EXERCISE BRIEF >>
Please return the full listing below without altering anything.

TASK INPUT >>
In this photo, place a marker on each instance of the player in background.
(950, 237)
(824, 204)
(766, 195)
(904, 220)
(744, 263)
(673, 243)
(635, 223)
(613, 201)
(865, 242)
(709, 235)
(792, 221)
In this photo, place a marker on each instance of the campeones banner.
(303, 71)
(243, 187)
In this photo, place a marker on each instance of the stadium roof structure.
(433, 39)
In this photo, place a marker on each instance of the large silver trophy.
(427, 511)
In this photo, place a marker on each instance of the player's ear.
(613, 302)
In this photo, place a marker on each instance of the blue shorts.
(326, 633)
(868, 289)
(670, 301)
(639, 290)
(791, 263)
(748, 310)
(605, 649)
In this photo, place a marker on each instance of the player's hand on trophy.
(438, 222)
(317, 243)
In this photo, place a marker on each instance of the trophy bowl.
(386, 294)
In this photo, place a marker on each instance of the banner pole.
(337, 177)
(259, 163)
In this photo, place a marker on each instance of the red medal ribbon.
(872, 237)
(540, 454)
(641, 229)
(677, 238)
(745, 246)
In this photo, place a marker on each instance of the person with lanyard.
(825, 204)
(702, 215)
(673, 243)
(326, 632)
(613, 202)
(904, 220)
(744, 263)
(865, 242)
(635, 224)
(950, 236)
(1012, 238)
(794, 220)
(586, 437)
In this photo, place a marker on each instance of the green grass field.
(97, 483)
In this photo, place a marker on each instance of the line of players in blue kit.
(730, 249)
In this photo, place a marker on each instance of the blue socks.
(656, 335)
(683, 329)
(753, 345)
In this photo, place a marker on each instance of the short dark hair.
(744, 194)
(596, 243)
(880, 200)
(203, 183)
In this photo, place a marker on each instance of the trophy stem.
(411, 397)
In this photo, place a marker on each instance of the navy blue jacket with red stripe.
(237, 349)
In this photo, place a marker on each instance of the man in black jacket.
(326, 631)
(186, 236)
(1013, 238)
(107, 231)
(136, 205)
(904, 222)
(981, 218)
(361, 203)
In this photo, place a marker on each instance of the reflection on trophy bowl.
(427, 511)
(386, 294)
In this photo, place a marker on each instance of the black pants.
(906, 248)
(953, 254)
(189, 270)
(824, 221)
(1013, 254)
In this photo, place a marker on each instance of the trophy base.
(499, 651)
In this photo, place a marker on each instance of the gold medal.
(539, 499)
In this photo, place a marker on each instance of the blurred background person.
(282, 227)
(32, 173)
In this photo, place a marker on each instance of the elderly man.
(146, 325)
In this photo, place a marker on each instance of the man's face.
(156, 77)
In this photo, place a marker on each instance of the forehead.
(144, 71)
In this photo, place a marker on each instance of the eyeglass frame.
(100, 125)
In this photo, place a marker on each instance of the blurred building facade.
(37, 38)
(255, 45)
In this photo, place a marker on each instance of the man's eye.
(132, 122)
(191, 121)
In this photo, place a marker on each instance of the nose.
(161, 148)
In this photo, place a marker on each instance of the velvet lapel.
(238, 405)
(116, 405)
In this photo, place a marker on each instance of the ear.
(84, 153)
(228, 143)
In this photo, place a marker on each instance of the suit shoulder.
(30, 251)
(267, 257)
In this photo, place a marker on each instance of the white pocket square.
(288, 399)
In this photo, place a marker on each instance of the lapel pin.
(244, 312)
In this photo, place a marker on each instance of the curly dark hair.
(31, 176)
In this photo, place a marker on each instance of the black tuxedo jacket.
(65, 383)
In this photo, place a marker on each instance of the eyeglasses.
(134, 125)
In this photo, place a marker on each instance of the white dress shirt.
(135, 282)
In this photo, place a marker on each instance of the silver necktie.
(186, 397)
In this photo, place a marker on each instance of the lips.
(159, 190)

SOLUTION TO THIS EXERCISE >>
In this photo, place a marker on each instance of the player in background.
(950, 237)
(824, 204)
(766, 195)
(904, 220)
(744, 263)
(673, 243)
(635, 223)
(613, 201)
(865, 242)
(709, 235)
(792, 221)
In this photo, place a marker on each instance of the campeones banner.
(303, 71)
(243, 187)
In this photo, place a marker on each instance of the stadium roof structure.
(433, 39)
In this photo, place a marker on each instance of the large silver trophy.
(427, 511)
In this photo, place a marker on each instance of the player's ear.
(613, 302)
In this photo, place a marker on each instance of the blue shorts.
(326, 633)
(868, 289)
(670, 301)
(639, 290)
(791, 263)
(748, 310)
(605, 649)
In this photo, place a marker on each instance of the player's hand on trophy.
(438, 222)
(317, 243)
In this photo, place a marker on each instance of the trophy bowl.
(386, 294)
In this photo, place a marker on each instance of the banner pole.
(337, 177)
(259, 163)
In this photo, place a marker on each instance of the red medal ribbon.
(872, 237)
(540, 454)
(641, 229)
(677, 238)
(745, 246)
In this photo, place a marker on each instance of the person with lanyard.
(825, 204)
(702, 215)
(673, 243)
(326, 632)
(613, 202)
(904, 220)
(744, 263)
(865, 242)
(635, 224)
(950, 236)
(1012, 238)
(794, 220)
(586, 437)
In this photo, place a marker on each instance of the green grass field.
(97, 483)
In this photo, place a marker on each instance of the line of players in blue kit.
(730, 249)
In this photo, place a marker on each instance of the blue socks.
(656, 335)
(683, 329)
(753, 345)
In this photo, place a marker on each instance of the short dark hair.
(744, 194)
(596, 243)
(880, 200)
(203, 183)
In this photo, place a marker on each instance of the trophy stem.
(411, 397)
In this photo, place a marker on each instance of the navy blue jacket with red stripe.
(237, 349)
In this photo, place a marker on each instance of the man in black jacket.
(326, 631)
(186, 236)
(1013, 238)
(107, 231)
(136, 205)
(904, 222)
(981, 218)
(361, 203)
In this photo, place a marker on each instance of the reflection on trophy bowl.
(427, 511)
(386, 294)
In this photo, place a marker on each instance of the black pants.
(906, 248)
(953, 254)
(189, 270)
(824, 221)
(1013, 254)
In this photo, place a marker on each instance of the trophy base.
(499, 651)
In this photo, place a marker on each instance of the gold medal.
(539, 499)
In this photo, place a marker on each instance of the blurred background person.
(282, 227)
(32, 173)
In this photo, place a marker on each instance of the elderly man.
(146, 325)
In this photo, place a marker on each instance of the man's face.
(156, 77)
In this photo, place a marker on each instance of the forehead.
(144, 71)
In this photo, place a marker on each instance of the eyeglass frame.
(100, 125)
In this photo, place a marker on each instance of the blurred building facade.
(37, 38)
(255, 45)
In this photo, place a marker on each instance of the man's eye.
(132, 122)
(191, 121)
In this photo, place a marker on each instance of the nose.
(161, 148)
In this photo, place a marker on each instance of the velvet lapel.
(238, 405)
(116, 405)
In this photo, place a marker on each instance of the ear.
(84, 153)
(228, 143)
In this photo, place a marker on each instance of the suit shoulder.
(30, 251)
(267, 257)
In this photo, place a marker on each instance of the white pocket square.
(288, 399)
In this photo, place a marker on each instance of the lapel pin.
(244, 312)
In this photo, place a marker on each instance of the curly dark hair.
(31, 176)
In this photo, place a marker on each instance of the black tuxedo jacket.
(65, 383)
In this photo, place a marker on each instance of the eyeglasses.
(134, 125)
In this photo, place a marker on each instance of the white dress shirt.
(135, 282)
In this photo, place a marker on each instance of the silver necktie.
(186, 397)
In this photo, place a marker on each instance of the lips.
(159, 190)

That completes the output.